課題 1:
ウイスキー用語の解説から、「モルトウイスキー独特の用語。」で始まり「能性はごく少ないといえます。」で終わる部分を一字一句そのまま書き写してください。
課題 2:
ウイスキー用語の解説によると、モルトウイスキーとグレーンウイスキーを混ぜあわせて生まれたウイスキーは何と呼ばれますか。
課題 3:
ウイスキー用語の解説で「蒸溜機から溜出してくる」で始まる段落を、主な事実を残したまま短く書き直してください。
::: 提供抜粋 :::
モルトウイスキー独特の用語。ヴァットとは“大きな桶”の意。1樽ごとに異なった個性をもつモルトウイスキーを、この大桶に入れて混ぜあわせることをヴァッティングといい、生まれたウイスキーは、ヴァッテッドモルトウイスキーと呼ばれます。これはあくまでもモルトウイスキー同士を混ぜる場合に限られており、モルトウイスキーとグレーンウイスキーを混ぜあわせた場合は、たとえ大桶を使ったとしても、ブレンディングと呼び分けており、生まれたウイスキーはブレンデッドウイスキーと呼ばれます。

エージングセラー

エージングとは、熟成のこと。したがって、エージングセラーとは、熟成中の樽を保管する酒庫。

カスクストレングス

蒸溜機から溜出してくる蒸溜新酒(ニューポット)を、樽に詰めて熟成させ、熟成のピークに達したら、直接瓶詰めする、そのときのアルコール度数のこと。アルコール度数は、熟成中に1樽ごとに異なってきます。したがって同一蒸溜所で、同一期間に蒸溜した酒のすべてが、同一カスクストレングスで仕上がる可能性はごく少ないといえます。
::: 抜粋データ :::
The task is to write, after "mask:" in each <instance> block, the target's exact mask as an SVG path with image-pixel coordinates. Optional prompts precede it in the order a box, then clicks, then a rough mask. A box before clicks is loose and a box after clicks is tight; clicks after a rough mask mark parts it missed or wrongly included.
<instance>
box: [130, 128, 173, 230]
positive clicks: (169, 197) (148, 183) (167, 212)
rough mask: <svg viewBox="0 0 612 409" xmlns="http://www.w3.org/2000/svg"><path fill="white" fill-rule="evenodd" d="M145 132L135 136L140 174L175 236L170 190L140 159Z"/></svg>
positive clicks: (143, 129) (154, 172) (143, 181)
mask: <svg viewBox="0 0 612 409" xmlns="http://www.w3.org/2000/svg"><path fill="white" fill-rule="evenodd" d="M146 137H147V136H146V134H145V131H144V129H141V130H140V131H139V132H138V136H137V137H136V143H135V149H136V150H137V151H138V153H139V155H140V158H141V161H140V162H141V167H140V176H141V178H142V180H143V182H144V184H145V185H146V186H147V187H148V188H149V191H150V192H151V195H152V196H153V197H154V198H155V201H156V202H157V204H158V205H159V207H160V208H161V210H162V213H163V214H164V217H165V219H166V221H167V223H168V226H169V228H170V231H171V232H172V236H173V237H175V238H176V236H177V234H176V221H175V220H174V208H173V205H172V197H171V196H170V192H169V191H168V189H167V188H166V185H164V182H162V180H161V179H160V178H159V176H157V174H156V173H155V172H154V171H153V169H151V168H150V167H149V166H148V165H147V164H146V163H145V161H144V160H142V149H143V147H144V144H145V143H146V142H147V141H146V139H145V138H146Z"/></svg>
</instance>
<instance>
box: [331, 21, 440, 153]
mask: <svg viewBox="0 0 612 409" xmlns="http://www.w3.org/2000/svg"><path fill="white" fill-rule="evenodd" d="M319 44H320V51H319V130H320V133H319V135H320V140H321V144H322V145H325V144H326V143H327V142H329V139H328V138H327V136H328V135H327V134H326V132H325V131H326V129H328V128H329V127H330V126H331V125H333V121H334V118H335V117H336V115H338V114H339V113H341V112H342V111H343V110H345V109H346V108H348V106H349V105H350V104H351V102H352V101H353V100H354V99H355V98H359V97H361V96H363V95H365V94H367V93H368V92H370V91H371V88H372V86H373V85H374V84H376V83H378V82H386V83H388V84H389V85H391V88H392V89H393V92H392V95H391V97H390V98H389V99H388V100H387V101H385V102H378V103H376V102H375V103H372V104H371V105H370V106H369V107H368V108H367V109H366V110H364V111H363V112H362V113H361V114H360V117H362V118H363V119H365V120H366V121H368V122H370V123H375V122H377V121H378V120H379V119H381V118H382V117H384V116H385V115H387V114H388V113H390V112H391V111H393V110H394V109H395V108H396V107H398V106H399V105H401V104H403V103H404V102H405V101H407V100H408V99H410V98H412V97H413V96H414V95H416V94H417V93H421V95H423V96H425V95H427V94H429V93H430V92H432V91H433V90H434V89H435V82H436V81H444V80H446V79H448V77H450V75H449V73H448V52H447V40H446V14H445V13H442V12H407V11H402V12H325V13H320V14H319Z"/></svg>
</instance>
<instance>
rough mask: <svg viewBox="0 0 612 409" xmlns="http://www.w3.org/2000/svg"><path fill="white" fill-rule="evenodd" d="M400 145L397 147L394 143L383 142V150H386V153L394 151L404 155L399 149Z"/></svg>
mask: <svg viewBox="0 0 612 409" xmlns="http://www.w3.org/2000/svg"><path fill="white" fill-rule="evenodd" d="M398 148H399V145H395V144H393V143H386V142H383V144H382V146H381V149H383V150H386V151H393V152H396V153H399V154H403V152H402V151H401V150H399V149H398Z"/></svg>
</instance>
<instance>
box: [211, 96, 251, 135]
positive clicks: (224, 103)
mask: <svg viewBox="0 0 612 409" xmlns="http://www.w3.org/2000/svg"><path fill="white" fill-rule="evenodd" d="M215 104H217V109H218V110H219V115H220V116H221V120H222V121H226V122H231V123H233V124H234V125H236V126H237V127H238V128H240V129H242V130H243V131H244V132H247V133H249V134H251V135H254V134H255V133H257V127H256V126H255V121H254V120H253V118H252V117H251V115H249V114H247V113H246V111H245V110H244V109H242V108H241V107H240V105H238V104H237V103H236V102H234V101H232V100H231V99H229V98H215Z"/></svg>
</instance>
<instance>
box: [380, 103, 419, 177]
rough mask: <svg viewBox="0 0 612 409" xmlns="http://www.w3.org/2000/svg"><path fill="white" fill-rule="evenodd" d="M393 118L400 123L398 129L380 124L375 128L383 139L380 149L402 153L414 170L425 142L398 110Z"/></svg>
:::
出力 1:
モルトウイスキー独特の用語。ヴァットとは“大きな桶”の意。1樽ごとに異なった個性をもつモルトウイスキーを、この大桶に入れて混ぜあわせることをヴァッティングといい、生まれたウイスキーは、ヴァッテッドモルトウイスキーと呼ばれます。これはあくまでもモルトウイスキー同士を混ぜる場合に限られており、モルトウイスキーとグレーンウイスキーを混ぜあわせた場合は、たとえ大桶を使ったとしても、ブレンディングと呼び分けており、生まれたウイスキーはブレンデッドウイスキーと呼ばれます。

エージングセラー

エージングとは、熟成のこと。したがって、エージングセラーとは、熟成中の樽を保管する酒庫。

カスクストレングス

蒸溜機から溜出してくる蒸溜新酒(ニューポット)を、樽に詰めて熟成させ、熟成のピークに達したら、直接瓶詰めする、そのときのアルコール度数のこと。アルコール度数は、熟成中に1樽ごとに異なってきます。したがって同一蒸溜所で、同一期間に蒸溜した酒のすべてが、同一カスクストレングスで仕上がる可能性はごく少ないといえます。

出力 2:
ブレンデッドウイスキーと呼ばれます。

出力 3:
カスクストレングスとは、ニューポットを樽で熟成させ、熟成のピークで直接瓶詰めするときのアルコール度数のことです。度数は熟成中に樽ごとに異なってきます。そのため、同じ蒸溜所で同じ期間に蒸溜した酒がすべて同じカスクストレングスで仕上がる可能性はごく少ないといえます。